Your tasks.
1: Can you sum up the post about the writer's son in two sentences?
2: Do these statements agree with the post about the writer's son? Answer yes or no for each and quote the deciding words.
(a) The GP printed out a webpage for the writer.
(b) The writer found the home visit team helpful.
(c) The son puts the origin of his problem down to drugs.

Passage to read.
So here I am. I work in an outpost of CAHMs. I don't have a clue how to get real help for a thirty year old. 

I remember going to the GPs last time about it... she printed out a webpage for me. There wasn't any help, home visit team were a disaster.

The one thing that is bothering me the most is, what happened to his aunt? Her story is so similar to his, beyond similarity. I certainly wouldn't accept any psychological diagnosis as helpful because a psychiatric view gives a label and a medication, medication for a diabetes model of what? What is really going on? I doubt that she has ever had a brain scan. But yes it started with shame, distress...

Can people think themselves into dysfunction?

Can they think themselves out of it?

Ok, well taking everything I know seriously, am I suggesting that my son has a physical brain problem ( as he originally believed)...he puts the origin of this as drugs. So, irreversible brain changes due to drugs (including medication). He is probably right.

And an entrenched OCD process is kept alive by self administered adrenaline (shock, revelation) and opiates (naturally produced endorphins in response to psychological pain).

The vision of what happened to his aunt is beyond awful though. A part of me thinks it is time to ask questions - contact ex husband. To be honest I want the fake release if yelling at him because I'm scared.

Rage to release fear.

I get it.

But what happened to the aunt was also psychiatric care, followed by neglect...her parents were scared of her rage. Husband couldn't cope with his son's rage, whatever!

I have to do better. I need a plan.

I think one of the most interesting aspect of living with someone with this process is the sense of overwhelm and powerlessness as a consequence. I'm on tenterhooks waiting for the screaming, the smashing and worse. The sufferers live in dread and rage, 'it' their process, wants everyone to take pain, powerlessness and rage it from them, so that they will be free...this is why retelling the painful stories over and over isn't going to help. 

So many people live in this atmosphere...And this is why conflict resolution gets done in one day. Open the subject, negotiation towards concrete actions. End. Deciding to do something, changing the situation is so important! Feeling immobilised is traumatic - this is why I write. Document, record, with the aim of making sense out of it!

Excerpted data.
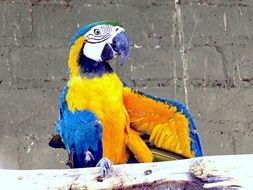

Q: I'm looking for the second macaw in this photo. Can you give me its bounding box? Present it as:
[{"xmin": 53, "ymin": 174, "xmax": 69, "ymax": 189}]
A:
[{"xmin": 50, "ymin": 21, "xmax": 202, "ymax": 177}]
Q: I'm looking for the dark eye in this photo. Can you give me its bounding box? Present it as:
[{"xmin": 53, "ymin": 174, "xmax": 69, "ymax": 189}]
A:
[{"xmin": 94, "ymin": 29, "xmax": 101, "ymax": 35}]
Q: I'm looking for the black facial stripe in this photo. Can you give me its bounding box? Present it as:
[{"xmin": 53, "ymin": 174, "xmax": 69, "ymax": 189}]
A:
[
  {"xmin": 86, "ymin": 34, "xmax": 110, "ymax": 44},
  {"xmin": 86, "ymin": 37, "xmax": 109, "ymax": 44}
]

Solutions to each task.
1: The writer works in an outpost of CAHMs but doesn't know how to get real help for a thirty-year-old son, whose story closely resembles his aunt's and who traces his problem to drugs. Living with his process brings overwhelm and powerlessness, so the writer needs a plan built on deciding to do something rather than retelling painful stories, and writes to make sense of it.

2:
(a) Yes: "she printed out a webpage for me."
(b) No: "home visit team were a disaster."
(c) Yes: "he puts the origin of this as drugs."